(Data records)
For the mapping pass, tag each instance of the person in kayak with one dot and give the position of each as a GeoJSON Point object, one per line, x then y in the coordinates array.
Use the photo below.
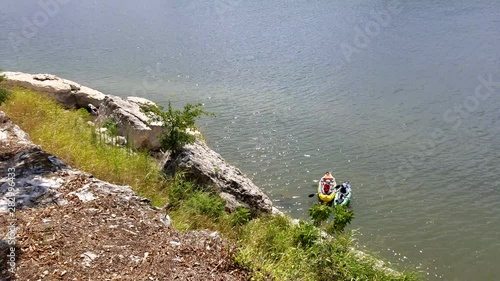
{"type": "Point", "coordinates": [328, 184]}
{"type": "Point", "coordinates": [343, 190]}
{"type": "Point", "coordinates": [328, 176]}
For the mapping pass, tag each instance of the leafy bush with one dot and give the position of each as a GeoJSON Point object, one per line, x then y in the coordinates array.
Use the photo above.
{"type": "Point", "coordinates": [305, 234]}
{"type": "Point", "coordinates": [176, 124]}
{"type": "Point", "coordinates": [319, 213]}
{"type": "Point", "coordinates": [342, 217]}
{"type": "Point", "coordinates": [4, 93]}
{"type": "Point", "coordinates": [240, 216]}
{"type": "Point", "coordinates": [111, 126]}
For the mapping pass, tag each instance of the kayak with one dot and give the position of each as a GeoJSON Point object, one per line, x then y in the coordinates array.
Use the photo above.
{"type": "Point", "coordinates": [326, 198]}
{"type": "Point", "coordinates": [343, 199]}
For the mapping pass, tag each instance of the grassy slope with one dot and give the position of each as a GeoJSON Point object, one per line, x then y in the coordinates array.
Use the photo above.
{"type": "Point", "coordinates": [269, 246]}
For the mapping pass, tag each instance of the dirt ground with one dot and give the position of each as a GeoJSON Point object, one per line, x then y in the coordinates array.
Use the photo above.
{"type": "Point", "coordinates": [111, 239]}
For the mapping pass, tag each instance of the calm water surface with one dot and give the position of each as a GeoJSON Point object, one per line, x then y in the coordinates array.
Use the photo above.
{"type": "Point", "coordinates": [298, 90]}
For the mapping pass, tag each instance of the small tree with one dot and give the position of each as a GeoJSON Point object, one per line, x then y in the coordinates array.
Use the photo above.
{"type": "Point", "coordinates": [4, 93]}
{"type": "Point", "coordinates": [176, 124]}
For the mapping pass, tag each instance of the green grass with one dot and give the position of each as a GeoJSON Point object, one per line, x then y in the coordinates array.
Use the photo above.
{"type": "Point", "coordinates": [270, 247]}
{"type": "Point", "coordinates": [66, 134]}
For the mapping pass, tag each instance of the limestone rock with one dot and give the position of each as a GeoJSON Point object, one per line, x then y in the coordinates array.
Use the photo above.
{"type": "Point", "coordinates": [207, 167]}
{"type": "Point", "coordinates": [131, 122]}
{"type": "Point", "coordinates": [68, 93]}
{"type": "Point", "coordinates": [41, 178]}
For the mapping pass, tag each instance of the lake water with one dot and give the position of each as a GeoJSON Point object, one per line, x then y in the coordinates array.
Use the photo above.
{"type": "Point", "coordinates": [399, 97]}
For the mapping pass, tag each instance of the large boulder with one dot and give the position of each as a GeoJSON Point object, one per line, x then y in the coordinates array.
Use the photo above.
{"type": "Point", "coordinates": [35, 178]}
{"type": "Point", "coordinates": [208, 168]}
{"type": "Point", "coordinates": [68, 93]}
{"type": "Point", "coordinates": [131, 121]}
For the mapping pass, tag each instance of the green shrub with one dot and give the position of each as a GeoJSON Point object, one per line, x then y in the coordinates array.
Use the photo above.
{"type": "Point", "coordinates": [4, 93]}
{"type": "Point", "coordinates": [176, 124]}
{"type": "Point", "coordinates": [240, 216]}
{"type": "Point", "coordinates": [319, 213]}
{"type": "Point", "coordinates": [342, 217]}
{"type": "Point", "coordinates": [305, 234]}
{"type": "Point", "coordinates": [111, 126]}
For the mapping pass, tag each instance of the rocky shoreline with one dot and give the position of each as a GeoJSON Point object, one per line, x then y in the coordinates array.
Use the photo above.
{"type": "Point", "coordinates": [61, 203]}
{"type": "Point", "coordinates": [66, 224]}
{"type": "Point", "coordinates": [201, 163]}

◆ **What you are asked to do**
When a line of the records includes "kayak", that line belongs in the answer.

◆ **Task solution**
For the mapping pass, tag each instance of the person in kayak with one dot and give the position of each as a GeoJSON Point object, one per line, x then y in the coordinates array.
For the mapping pass, tag each instance of the kayak with one dot and give the position of each as a GeoJSON Point object, one per line, x then y in the coordinates array.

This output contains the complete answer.